[Pointing records]

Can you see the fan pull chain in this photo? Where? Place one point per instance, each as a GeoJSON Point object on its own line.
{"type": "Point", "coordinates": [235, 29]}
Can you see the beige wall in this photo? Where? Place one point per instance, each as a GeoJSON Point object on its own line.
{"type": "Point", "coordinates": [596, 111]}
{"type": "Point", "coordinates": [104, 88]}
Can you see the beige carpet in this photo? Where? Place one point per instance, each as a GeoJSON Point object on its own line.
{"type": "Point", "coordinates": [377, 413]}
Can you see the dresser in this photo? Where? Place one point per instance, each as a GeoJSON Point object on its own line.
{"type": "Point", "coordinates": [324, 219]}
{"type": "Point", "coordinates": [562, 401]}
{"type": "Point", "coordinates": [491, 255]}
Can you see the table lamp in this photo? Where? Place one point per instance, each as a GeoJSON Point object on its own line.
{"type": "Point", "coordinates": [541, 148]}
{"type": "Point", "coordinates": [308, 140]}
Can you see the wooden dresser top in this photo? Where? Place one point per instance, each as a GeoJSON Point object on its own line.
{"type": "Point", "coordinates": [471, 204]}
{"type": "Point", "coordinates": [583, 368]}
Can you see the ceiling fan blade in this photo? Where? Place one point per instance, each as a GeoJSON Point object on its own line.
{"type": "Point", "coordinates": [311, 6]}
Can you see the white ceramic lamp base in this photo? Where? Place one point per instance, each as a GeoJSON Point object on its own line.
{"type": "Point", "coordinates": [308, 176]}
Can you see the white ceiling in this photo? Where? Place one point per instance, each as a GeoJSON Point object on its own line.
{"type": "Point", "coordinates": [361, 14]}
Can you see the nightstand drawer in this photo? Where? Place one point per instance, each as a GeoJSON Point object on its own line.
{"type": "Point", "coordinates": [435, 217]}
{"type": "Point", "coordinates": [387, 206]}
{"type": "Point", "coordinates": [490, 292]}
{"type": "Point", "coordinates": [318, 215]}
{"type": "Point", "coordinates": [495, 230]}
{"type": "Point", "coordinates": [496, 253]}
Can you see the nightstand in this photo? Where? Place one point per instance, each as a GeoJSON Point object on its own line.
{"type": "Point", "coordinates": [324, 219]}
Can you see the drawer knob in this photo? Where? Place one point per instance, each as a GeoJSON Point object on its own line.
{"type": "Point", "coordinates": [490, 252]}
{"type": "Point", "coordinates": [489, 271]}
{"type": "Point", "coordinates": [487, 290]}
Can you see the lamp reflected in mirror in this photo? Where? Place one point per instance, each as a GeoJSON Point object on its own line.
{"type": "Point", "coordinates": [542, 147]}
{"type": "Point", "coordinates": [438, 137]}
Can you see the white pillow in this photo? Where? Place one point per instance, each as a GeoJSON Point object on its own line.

→ Problem statement: Change every "nightstand" to "bedside table" in the material from the line containing "Can you see the white ceiling" through the end, and repeat only those lines with nothing else altered.

→ Solution to the problem:
Can you see the white ceiling in this photo? Where? Place one point per instance, each as a GeoJSON Point object on its own line.
{"type": "Point", "coordinates": [361, 14]}
Can you see the bedside table drawer in this photo? Where? Place one point per instance, each as a GeoJSON Point object on its own line.
{"type": "Point", "coordinates": [435, 217]}
{"type": "Point", "coordinates": [387, 206]}
{"type": "Point", "coordinates": [490, 292]}
{"type": "Point", "coordinates": [318, 215]}
{"type": "Point", "coordinates": [495, 230]}
{"type": "Point", "coordinates": [496, 253]}
Can you see the bedside table in this photo? Where? Place one point per instance, each as a GeoJSON Point object on its own line.
{"type": "Point", "coordinates": [324, 219]}
Can you see the drawer knob in this photo? Where? Place one point per instance, each as a GeoJSON Point object on its own line.
{"type": "Point", "coordinates": [490, 252]}
{"type": "Point", "coordinates": [489, 271]}
{"type": "Point", "coordinates": [487, 290]}
Can you see the lamp reflected in mirror in this photo? Where? Place one point per instance, each as a GeoJSON Point object on its own line.
{"type": "Point", "coordinates": [542, 147]}
{"type": "Point", "coordinates": [438, 137]}
Can you see the white pillow in this photo? Where? Place one point per instance, each as a GeoJSON Point object on its own line.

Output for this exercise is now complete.